◆ **Assignment**: Reproduce all entries precisely as they are written.

◆ **Supplied records**:
****
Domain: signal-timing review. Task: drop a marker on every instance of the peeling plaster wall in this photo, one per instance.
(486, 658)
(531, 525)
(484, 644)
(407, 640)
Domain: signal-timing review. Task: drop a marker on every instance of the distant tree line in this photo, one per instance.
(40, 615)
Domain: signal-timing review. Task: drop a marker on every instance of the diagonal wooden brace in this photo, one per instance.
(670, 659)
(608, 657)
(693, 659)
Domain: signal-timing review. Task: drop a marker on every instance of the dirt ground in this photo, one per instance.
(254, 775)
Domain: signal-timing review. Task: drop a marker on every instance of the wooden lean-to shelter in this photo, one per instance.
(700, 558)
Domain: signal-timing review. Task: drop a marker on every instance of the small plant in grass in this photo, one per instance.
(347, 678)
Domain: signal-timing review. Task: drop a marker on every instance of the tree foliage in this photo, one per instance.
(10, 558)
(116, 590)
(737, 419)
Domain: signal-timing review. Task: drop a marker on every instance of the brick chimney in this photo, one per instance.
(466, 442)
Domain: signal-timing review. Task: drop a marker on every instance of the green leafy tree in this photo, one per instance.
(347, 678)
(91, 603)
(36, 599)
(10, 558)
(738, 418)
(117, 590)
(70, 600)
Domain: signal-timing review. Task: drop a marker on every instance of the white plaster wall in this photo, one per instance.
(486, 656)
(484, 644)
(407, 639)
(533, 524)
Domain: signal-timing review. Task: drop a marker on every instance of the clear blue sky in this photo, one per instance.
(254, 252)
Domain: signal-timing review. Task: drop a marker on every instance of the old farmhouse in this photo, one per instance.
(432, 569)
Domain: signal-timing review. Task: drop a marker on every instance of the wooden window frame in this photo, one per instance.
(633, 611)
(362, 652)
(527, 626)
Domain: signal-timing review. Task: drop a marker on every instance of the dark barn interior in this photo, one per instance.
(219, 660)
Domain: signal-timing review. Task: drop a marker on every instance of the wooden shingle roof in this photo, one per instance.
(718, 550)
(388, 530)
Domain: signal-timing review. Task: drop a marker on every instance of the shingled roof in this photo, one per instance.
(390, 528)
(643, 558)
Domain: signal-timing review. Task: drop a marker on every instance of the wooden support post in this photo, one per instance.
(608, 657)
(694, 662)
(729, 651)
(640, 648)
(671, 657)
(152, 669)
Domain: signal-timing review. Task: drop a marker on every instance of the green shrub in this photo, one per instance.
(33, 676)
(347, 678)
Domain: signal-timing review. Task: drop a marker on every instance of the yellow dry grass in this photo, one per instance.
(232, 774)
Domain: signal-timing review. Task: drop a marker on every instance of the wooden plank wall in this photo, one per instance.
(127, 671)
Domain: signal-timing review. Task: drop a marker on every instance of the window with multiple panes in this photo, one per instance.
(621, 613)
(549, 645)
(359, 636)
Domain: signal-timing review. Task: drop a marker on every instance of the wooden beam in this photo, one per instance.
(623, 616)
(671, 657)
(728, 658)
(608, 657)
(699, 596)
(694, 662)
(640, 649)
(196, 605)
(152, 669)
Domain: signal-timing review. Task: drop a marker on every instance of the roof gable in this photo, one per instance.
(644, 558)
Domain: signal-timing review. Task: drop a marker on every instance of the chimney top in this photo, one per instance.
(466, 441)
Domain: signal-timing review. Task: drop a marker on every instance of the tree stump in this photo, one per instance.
****
◆ **Task answer**:
Domain: signal-timing review. Task: drop a marker on every instance of the peeling plaster wall in this photo, one per instance.
(486, 658)
(531, 525)
(484, 644)
(407, 640)
Domain: signal-timing review. Task: drop a marker on every instance of the distant tree line in this photo, one per instance.
(40, 615)
Domain: signal-timing review. Task: drop a marker on every instance of the diagonal wooden brace in this photo, one per instance.
(670, 659)
(608, 657)
(693, 659)
Domain: signal-timing review. Task: drop a marker on every instance of the dirt ground in this photo, one per instance.
(254, 775)
Domain: signal-timing review. Task: drop a marker on every instance of the wooden lean-to shelter in this photo, one per instance.
(700, 558)
Domain: signal-timing review. Task: drop a marker on every instance of the small plant in grass in this photo, one per instance.
(347, 678)
Domain: signal-timing review. Task: drop a marker on every instance of the tree foliage in this photo, one per instance.
(10, 558)
(116, 590)
(737, 419)
Domain: signal-timing review. Task: drop a marker on every instance of the brick chimney in this photo, one per instance.
(466, 442)
Domain: signal-timing review. Task: drop a marker on every instance of the green leafy tree in this photo, one per instance.
(347, 678)
(91, 603)
(36, 599)
(10, 558)
(738, 418)
(117, 590)
(70, 600)
Domain: signal-timing review. Task: drop a marker on every instance of the white plaster wall in this photo, one per instance.
(486, 656)
(484, 644)
(407, 639)
(533, 524)
Domain: signal-timing review. Task: drop a marker on every instance of the clear blue sky in this photo, one per instance.
(254, 252)
Domain: signal-timing review. Task: drop a marker on every instance of the old farmhouse in this photo, one per instance.
(432, 569)
Domain: signal-timing review. Task: drop a marker on every instance of the wooden window frame in this photo, one per instance.
(633, 611)
(362, 652)
(527, 626)
Domain: signal-timing review. Task: drop a marker on every instance of the dark barn interior in this photo, one per instance.
(219, 660)
Domain: signal-timing review. Task: drop a marker on every instance of the wooden shingle roof in this photo, one per instance.
(718, 550)
(388, 530)
Domain: signal-timing review. Task: drop a marker on every instance of the shingled roof in this photo, one per instance.
(390, 528)
(643, 558)
Domain: signal-timing review. Task: drop a marker on every instance of the wooden support post in this photo, one per instance.
(608, 657)
(694, 662)
(729, 651)
(640, 648)
(671, 657)
(152, 669)
Domain: signal-timing review. Task: drop a marker on every instance of the green shrub in this photo, one per instance.
(33, 676)
(347, 678)
Domain: signal-timing review. Task: drop a marker on every instance of the yellow dry grass in this photo, one per instance.
(232, 774)
Domain: signal-timing review. Task: drop a marker on every instance of the wooden plank wall in this photo, one per instance.
(127, 671)
Domain: signal-timing review. Task: drop a marker on every instance of the window with multiple panes in this photo, one per instance.
(621, 613)
(549, 645)
(359, 636)
Domain: signal-timing review. Task: drop a marker on every instance of the wooden beam in this photo, one per instance.
(623, 616)
(671, 657)
(728, 658)
(608, 657)
(699, 596)
(694, 662)
(640, 649)
(196, 605)
(152, 669)
Domain: signal-timing review. Task: drop a marker on every instance of the roof gable in this photo, one per instance.
(644, 558)
Domain: signal-timing review. Task: drop a marker on every instance of the chimney top in this photo, one per instance.
(466, 441)
Domain: signal-timing review. Task: drop a marker on every instance of the tree stump in this photo, one per instance.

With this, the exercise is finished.